# WHAT THE TASK REQUIRES:
Copy the rows below verbatim, beginning with the line that contains "Where can the fingers" and ending after the line that contains "<point>20,150</point>". Leave out every row outside that span.

# SUPPLIED INFORMATION:
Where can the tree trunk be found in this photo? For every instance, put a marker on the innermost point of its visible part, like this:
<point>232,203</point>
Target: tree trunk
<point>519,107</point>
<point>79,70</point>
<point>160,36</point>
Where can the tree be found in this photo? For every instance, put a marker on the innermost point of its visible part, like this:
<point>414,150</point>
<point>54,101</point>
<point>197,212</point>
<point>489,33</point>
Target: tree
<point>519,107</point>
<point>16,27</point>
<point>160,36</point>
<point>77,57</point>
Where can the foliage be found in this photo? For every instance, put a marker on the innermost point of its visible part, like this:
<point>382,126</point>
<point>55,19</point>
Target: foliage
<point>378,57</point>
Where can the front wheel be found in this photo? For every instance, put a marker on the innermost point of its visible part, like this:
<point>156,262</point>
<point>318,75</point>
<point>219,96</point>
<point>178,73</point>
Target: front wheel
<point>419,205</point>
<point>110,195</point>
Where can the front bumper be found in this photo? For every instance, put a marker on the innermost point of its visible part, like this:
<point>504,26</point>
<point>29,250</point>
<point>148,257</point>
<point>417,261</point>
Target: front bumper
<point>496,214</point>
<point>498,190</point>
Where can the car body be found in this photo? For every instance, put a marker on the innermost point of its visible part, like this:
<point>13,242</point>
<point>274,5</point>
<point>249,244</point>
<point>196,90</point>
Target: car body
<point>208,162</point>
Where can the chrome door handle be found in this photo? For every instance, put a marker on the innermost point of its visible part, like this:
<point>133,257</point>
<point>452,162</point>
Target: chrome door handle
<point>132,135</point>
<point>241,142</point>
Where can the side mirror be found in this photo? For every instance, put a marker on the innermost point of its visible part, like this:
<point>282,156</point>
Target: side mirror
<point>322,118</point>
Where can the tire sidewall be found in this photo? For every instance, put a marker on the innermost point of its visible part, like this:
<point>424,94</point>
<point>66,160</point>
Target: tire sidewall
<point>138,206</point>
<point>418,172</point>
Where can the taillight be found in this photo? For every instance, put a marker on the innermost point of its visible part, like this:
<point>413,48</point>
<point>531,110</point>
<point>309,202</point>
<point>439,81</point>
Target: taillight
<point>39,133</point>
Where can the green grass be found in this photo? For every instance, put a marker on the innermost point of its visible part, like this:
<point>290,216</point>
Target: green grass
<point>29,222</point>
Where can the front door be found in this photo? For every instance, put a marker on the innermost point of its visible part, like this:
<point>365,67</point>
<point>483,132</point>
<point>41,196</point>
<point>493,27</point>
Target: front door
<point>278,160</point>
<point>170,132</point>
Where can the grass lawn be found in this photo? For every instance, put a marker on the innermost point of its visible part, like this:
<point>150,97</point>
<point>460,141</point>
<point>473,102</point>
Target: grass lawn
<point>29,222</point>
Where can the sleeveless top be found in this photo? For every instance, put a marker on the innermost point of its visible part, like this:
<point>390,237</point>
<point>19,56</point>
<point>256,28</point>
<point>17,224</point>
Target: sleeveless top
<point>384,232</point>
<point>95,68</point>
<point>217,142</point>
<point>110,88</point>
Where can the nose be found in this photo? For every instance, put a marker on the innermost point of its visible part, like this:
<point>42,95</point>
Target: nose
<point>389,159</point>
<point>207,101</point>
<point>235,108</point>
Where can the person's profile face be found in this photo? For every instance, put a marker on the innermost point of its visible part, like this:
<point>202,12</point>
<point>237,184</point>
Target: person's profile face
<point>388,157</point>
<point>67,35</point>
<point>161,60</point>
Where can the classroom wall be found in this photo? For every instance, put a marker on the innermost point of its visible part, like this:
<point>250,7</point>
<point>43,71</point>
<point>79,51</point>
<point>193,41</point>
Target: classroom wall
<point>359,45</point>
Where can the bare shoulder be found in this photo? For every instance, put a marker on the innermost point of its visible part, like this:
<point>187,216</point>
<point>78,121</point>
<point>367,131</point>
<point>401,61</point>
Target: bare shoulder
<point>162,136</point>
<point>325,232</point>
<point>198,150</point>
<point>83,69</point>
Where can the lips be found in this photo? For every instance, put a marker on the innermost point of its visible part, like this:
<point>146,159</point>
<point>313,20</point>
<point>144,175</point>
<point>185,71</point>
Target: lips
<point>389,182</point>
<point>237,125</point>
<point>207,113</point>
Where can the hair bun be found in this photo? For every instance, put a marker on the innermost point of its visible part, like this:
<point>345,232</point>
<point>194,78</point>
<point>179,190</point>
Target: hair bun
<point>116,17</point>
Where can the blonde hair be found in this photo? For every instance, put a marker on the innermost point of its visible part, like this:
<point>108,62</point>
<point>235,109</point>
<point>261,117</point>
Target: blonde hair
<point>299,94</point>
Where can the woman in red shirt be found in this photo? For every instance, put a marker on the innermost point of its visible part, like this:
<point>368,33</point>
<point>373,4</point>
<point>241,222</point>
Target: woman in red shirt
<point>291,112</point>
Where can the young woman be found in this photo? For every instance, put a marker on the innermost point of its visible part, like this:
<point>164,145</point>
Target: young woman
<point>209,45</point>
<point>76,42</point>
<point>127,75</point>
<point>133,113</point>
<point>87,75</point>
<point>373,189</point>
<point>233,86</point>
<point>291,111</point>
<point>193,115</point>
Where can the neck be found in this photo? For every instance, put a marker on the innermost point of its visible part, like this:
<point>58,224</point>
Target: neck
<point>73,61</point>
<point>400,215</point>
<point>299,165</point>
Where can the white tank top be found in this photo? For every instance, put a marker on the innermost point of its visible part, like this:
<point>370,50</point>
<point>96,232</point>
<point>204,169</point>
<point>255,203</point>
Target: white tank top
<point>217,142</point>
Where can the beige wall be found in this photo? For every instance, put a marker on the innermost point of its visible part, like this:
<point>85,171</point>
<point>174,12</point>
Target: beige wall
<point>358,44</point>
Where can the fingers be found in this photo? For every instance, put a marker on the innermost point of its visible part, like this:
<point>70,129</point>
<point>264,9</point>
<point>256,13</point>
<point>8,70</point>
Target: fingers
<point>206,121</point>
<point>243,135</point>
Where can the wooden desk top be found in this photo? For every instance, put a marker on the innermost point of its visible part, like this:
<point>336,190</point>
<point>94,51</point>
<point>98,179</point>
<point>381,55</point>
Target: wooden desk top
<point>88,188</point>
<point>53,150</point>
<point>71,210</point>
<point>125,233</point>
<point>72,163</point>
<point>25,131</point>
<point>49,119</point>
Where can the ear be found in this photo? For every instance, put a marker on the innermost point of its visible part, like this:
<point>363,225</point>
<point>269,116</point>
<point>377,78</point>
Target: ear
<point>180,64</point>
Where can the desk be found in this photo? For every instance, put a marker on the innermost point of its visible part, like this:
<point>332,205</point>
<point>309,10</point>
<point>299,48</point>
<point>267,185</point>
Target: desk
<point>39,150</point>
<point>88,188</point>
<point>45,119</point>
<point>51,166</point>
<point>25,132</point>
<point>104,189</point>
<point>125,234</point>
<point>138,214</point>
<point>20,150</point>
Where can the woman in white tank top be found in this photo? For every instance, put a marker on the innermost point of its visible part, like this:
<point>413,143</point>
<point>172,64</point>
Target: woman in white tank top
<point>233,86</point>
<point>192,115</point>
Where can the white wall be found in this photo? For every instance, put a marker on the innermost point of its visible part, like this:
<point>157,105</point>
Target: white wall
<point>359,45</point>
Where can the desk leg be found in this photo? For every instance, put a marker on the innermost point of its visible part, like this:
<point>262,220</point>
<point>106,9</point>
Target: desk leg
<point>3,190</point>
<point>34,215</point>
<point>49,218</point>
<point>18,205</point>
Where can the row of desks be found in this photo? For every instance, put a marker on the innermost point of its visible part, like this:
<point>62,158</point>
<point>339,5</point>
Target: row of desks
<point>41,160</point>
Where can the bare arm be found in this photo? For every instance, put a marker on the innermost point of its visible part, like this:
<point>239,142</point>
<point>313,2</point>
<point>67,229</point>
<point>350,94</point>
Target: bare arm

# WRITTEN RESPONSE:
Where can the fingers be found in this photo? For every instance, put a marker on the innermost point of its visible part, like this:
<point>70,129</point>
<point>264,9</point>
<point>256,13</point>
<point>8,70</point>
Target: fingers
<point>206,121</point>
<point>243,135</point>
Where can the wooden desk top be found in this photo? For every instance, put a marker on the innermost point of its visible part, like this:
<point>336,190</point>
<point>94,51</point>
<point>98,179</point>
<point>381,55</point>
Target: wooden desk top
<point>88,188</point>
<point>53,150</point>
<point>71,210</point>
<point>125,233</point>
<point>72,163</point>
<point>25,131</point>
<point>49,119</point>
Where can the ear be found in this photo? For every instance, put a marker on the innermost point of its visible part, like this:
<point>363,225</point>
<point>269,116</point>
<point>377,78</point>
Target: ear
<point>180,64</point>
Where can the desk be found in this photo? For every instance, put a marker on the innermost point of its visible part, like this:
<point>332,205</point>
<point>309,10</point>
<point>299,48</point>
<point>267,185</point>
Target: desk
<point>39,150</point>
<point>88,188</point>
<point>45,119</point>
<point>51,166</point>
<point>25,132</point>
<point>104,189</point>
<point>125,234</point>
<point>138,214</point>
<point>20,150</point>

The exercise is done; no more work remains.